[PROBLEM DESCRIPTION]: Write out all the lines again, precisely as they stand, but without the images.

[DATA FOR THE TASK]:
START

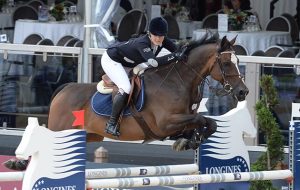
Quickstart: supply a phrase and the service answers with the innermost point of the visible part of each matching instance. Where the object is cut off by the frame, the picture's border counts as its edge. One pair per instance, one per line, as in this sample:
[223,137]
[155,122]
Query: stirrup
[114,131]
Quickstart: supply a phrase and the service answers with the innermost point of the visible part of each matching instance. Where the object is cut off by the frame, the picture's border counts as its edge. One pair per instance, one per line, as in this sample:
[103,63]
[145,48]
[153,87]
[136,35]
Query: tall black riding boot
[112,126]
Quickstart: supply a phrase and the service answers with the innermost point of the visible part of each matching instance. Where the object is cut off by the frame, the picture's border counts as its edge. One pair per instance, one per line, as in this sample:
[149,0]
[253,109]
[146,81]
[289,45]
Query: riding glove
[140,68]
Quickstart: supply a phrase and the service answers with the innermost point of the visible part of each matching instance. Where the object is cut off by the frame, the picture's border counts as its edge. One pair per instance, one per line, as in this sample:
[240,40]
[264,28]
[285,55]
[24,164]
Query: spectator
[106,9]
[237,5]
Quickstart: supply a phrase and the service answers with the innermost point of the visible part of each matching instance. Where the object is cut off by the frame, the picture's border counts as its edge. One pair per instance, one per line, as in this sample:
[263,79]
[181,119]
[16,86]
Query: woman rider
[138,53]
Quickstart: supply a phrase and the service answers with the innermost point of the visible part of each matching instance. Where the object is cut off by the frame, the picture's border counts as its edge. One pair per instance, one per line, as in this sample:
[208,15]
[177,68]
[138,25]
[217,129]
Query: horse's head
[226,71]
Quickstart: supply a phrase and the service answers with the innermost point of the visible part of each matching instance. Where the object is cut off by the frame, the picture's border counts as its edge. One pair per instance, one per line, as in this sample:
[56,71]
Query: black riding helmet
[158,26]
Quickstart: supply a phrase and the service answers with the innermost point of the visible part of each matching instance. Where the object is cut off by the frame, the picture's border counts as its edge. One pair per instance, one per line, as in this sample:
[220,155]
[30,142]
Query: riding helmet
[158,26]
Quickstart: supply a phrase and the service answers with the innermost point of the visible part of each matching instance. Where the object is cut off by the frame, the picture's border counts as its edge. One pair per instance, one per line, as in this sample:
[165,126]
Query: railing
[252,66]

END

[FINISHED ANSWER]:
Quickstart: supply a phrase and the service answers with the innermost point of the visible part of each matching instance. Where the object is cut off by the frame, the picture's border counts as its edge. One pair per instance, one per line, as in this sample:
[223,137]
[155,122]
Query: stirrup
[114,131]
Quickstart: supply a phrase and the service answers with the innermost point of the visible part of each matching instance. Where the object is cut off by the frame, the picture's border counts as its edge. One pair per instance, one per line, as in this sample:
[103,63]
[145,48]
[153,87]
[136,35]
Query: tall black riding boot
[112,126]
Quickstart: supply a phrase and the service answers with the innermost point of the visible part of each matching instance. Where the object is cut off by the frame, the picture's border counts as its edge. One pair per instance, one per line, as in this sample:
[149,0]
[253,109]
[146,81]
[289,45]
Query: riding glove
[140,68]
Quickstart: supply a phrase and the service answers with the innermost point of the visible part of each matching instance. Where the object is cut off by the frame, the picture's border counts as its edge. One pair per instance, one per line, as in this sample:
[240,40]
[264,28]
[285,55]
[24,164]
Query: spectator
[106,9]
[237,5]
Quickstart: supply a phrase and the service answers with the innermost point of the visible part of each matching instance. Where the object is cut off by the frame, the picture's border counts as its edge. One pair per instance, one per line, as in this sample:
[263,79]
[181,119]
[16,86]
Query: woman rider
[138,53]
Quickstart: supply a phrase and the service answers with the innermost point of the visible part of each matching instance. Where the object is cut off by the frame, the picture's border counts as its edge. One pair per instance, one per line, as in this sample:
[208,15]
[177,68]
[138,25]
[217,129]
Query: horse's head
[226,71]
Quickstart: supply a phrase and the service answers with the innermost point of the visible part of each matching instance. Where the object is cut off by the frame, the picture's border counts as its edge. One pair per instance, one per line, as in this sample:
[56,71]
Query: black riding helmet
[158,26]
Quickstart: supply a phrase and the service answers with the innermost point of the visible part of each matching instance. Where the object is cut off by the frame, the picture's border counts as its edge. One pair per instance, one per line, as in this sample:
[220,155]
[30,142]
Query: riding helmet
[158,26]
Quickstart: supply a phrase and the service answers with the innermost point of the visible part of each matching instance. Where the object is cut off by the frame, the picture's border counts as its edge. One pair per instance, one per line, as in this sample:
[165,126]
Query: railing
[252,66]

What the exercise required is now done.